— start of DOCUMENT SEGMENT —

Whereas Mia and Sam’s relationship is salvageable, Evan’s control of Nell was irrevocably warped from the beginning and could never allow either partner to flourish. Evan had offered Nell material security and social status, but at a terrible cost. She “was twenty-four. He was ten years older, and everything I wasn’t. Sophisticated, brilliant, cultured” (Dance 111) and “He made me feel … grateful that he would pay attention to me” (Dance 112). Nell was, nonetheless, at this point an “educated woman with an enviable skill” (Dance 111) and a burgeoning career but Evan took her away from Chicago, where she and her mother ran a “catering business” which had “built up an impressive reputation” and “developed an elite list of clients” (Dance 111). By removing her to California and placing her in a “white palace” (Dance 59) of a house where “It seemed at first like being a princess in a castle” (Dance 110), Evan made her a kind of prisoner. In his mind, if not in truth, he transformed her into a woman with “no skills” and as such, he believed her dependent on him since there was no way she “could [...] earn a living without him to provide for her” (Dance 350).

— end of DOCUMENT SEGMENT —

_STATED EXERCISE A_
Copy the records word for word, starting at the line with "Exercise. Point out each instance of the yellow" and running through the end of the records, including both the first and last lines.

— start of PROVIDED RECORDS —

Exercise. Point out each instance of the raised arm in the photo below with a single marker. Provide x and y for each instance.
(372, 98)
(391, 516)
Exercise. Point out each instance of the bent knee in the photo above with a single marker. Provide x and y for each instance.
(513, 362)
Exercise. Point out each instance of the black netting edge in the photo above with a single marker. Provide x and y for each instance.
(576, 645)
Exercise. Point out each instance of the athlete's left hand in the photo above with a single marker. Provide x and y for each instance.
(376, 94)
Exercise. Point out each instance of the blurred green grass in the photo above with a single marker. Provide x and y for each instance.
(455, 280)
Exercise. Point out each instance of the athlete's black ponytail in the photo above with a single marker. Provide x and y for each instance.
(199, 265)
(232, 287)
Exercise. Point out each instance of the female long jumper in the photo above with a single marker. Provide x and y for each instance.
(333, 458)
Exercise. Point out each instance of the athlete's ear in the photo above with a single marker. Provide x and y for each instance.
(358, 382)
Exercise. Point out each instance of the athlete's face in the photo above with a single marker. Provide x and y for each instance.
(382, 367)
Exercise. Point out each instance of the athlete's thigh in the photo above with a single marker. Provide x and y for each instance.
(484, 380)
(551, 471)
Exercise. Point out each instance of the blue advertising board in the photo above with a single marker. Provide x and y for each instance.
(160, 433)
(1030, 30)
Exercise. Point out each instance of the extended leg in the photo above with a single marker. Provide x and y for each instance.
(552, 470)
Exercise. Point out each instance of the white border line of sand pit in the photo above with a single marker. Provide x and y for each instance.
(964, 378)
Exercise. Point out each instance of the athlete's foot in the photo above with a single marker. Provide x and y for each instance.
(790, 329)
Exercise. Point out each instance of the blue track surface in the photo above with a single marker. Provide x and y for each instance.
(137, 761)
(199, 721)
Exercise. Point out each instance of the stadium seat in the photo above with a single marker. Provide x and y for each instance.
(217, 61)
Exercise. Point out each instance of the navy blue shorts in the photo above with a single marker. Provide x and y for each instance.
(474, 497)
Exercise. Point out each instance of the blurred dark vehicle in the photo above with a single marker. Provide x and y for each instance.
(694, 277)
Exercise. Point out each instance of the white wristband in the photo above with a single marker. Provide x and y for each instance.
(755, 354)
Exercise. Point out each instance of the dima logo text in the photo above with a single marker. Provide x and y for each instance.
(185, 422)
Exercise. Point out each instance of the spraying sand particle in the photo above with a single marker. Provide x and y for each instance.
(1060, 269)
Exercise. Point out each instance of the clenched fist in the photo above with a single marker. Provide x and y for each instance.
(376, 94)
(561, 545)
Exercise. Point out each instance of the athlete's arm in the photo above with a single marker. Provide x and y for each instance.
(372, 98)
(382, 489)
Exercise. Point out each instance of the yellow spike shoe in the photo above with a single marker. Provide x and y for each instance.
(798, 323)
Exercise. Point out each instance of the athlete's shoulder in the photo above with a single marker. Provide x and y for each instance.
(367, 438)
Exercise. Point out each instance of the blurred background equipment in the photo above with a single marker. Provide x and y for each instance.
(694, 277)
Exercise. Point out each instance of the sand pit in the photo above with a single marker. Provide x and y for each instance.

— end of PROVIDED RECORDS —

_STATED EXERCISE B_
Give every distinct page number cited from Dance in the passage about Evan and Nell.

_TASK ANSWER A_
Exercise. Point out each instance of the yellow spike shoe in the photo above with a single marker. Provide x and y for each instance.
(798, 323)
Exercise. Point out each instance of the athlete's shoulder in the photo above with a single marker. Provide x and y for each instance.
(367, 438)
Exercise. Point out each instance of the blurred background equipment in the photo above with a single marker. Provide x and y for each instance.
(694, 277)
Exercise. Point out each instance of the sand pit in the photo above with a single marker. Provide x and y for each instance.

_TASK ANSWER B_
59, 110, 111, 112, 350